## THE PROBLEM
Write out the lines starting at the one that holds "Roadside-survey request: point out the green" and ending with the final line of the data, exactly and with no others.

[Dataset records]

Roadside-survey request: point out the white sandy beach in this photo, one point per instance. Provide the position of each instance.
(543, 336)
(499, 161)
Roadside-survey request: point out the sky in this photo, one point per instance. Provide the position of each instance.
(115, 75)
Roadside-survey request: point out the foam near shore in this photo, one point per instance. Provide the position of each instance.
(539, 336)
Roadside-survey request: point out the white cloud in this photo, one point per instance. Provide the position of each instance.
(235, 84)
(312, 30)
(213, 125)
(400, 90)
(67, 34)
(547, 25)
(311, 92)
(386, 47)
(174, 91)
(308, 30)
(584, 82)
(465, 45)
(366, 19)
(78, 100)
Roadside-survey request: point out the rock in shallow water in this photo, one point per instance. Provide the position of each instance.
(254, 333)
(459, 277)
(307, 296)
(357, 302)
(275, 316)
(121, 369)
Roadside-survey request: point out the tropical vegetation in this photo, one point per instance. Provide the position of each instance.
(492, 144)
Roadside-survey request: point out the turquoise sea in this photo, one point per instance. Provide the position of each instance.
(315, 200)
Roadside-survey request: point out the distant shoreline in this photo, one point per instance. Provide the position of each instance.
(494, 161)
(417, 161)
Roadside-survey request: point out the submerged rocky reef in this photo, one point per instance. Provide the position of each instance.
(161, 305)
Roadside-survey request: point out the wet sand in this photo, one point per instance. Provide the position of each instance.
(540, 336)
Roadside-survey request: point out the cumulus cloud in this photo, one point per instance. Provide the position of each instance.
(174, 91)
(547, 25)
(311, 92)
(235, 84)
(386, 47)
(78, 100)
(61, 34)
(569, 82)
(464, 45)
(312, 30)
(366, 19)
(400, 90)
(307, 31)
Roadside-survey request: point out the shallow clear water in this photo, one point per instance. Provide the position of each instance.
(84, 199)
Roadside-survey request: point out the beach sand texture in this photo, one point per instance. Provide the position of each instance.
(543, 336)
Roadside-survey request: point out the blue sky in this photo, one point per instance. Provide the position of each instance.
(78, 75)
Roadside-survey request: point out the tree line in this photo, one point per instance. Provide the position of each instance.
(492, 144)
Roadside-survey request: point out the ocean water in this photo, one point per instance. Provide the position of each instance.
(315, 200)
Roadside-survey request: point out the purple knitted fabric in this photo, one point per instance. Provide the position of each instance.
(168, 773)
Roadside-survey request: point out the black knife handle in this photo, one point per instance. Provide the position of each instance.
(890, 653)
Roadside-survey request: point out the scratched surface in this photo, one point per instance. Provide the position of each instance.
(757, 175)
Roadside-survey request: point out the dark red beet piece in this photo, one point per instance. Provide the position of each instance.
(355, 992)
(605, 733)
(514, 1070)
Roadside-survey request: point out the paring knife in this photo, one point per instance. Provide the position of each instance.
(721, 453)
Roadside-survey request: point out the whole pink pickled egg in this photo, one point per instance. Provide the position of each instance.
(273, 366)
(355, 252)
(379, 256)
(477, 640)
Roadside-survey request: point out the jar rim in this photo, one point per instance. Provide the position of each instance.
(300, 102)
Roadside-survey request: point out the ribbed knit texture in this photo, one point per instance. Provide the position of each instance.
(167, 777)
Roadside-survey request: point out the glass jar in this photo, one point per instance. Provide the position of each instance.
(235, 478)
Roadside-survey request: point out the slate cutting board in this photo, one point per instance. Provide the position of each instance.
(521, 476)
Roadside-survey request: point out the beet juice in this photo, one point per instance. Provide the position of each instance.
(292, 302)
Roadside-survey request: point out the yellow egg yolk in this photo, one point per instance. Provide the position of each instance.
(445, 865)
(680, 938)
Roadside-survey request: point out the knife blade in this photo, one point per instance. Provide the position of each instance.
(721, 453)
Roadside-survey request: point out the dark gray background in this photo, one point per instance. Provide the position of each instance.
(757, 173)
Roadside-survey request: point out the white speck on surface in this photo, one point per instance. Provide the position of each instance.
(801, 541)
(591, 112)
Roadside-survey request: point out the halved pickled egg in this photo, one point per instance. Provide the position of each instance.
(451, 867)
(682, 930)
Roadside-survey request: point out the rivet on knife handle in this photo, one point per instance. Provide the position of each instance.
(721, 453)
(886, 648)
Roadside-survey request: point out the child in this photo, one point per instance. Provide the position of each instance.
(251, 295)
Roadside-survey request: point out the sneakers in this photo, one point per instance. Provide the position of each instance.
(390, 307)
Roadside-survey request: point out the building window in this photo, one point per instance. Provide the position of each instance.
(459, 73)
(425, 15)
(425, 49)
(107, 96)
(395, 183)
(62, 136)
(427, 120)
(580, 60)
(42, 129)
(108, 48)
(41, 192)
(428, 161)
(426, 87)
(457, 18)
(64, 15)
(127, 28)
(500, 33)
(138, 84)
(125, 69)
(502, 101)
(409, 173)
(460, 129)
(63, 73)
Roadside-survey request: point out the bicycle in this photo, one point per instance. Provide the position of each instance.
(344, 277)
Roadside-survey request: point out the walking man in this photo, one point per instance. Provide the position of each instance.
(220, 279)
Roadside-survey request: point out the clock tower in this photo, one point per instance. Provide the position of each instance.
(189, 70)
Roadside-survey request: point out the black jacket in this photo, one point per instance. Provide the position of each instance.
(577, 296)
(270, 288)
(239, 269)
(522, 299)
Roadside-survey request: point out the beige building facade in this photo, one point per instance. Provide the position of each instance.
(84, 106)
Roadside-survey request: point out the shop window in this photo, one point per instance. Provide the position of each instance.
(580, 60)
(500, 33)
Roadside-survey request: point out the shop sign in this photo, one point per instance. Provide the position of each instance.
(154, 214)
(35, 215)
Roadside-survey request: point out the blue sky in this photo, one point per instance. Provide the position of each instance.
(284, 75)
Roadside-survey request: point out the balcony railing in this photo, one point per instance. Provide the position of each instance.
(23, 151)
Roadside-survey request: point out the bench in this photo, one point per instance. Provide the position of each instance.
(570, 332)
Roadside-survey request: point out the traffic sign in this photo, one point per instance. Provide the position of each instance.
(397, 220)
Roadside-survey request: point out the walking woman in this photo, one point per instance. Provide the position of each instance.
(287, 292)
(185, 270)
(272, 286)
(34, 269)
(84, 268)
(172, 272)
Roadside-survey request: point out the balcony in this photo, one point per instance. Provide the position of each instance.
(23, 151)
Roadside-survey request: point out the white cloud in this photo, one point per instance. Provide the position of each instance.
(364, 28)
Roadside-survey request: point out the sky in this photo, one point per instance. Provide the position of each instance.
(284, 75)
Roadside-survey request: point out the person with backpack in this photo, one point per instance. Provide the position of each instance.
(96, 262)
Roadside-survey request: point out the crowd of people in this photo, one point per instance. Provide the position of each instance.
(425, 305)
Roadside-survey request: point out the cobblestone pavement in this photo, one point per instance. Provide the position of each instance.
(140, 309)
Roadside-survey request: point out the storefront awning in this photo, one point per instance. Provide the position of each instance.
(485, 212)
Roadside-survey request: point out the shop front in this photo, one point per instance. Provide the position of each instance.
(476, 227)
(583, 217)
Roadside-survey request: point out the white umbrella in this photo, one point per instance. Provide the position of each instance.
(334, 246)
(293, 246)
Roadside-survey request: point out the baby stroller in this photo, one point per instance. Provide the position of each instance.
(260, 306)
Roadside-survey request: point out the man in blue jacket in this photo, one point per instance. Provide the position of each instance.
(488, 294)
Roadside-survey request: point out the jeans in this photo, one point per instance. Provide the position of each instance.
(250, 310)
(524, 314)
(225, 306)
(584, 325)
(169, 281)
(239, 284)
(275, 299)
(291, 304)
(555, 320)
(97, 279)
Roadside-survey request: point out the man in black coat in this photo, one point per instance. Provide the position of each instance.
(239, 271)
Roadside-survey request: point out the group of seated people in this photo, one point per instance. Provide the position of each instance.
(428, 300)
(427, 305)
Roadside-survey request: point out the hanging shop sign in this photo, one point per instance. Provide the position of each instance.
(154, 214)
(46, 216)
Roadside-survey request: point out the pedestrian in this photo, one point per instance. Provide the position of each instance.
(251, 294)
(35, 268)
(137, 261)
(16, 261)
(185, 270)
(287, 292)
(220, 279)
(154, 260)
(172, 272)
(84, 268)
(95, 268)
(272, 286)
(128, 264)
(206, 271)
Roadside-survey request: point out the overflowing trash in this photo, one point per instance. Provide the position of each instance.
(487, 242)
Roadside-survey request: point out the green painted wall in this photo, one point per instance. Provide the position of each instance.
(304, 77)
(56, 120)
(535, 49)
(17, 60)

## RESPONSE AREA
Roadside-survey request: point out the green painted wall in this photo, one point per instance. Provide the position of each instance.
(304, 77)
(56, 120)
(535, 49)
(17, 60)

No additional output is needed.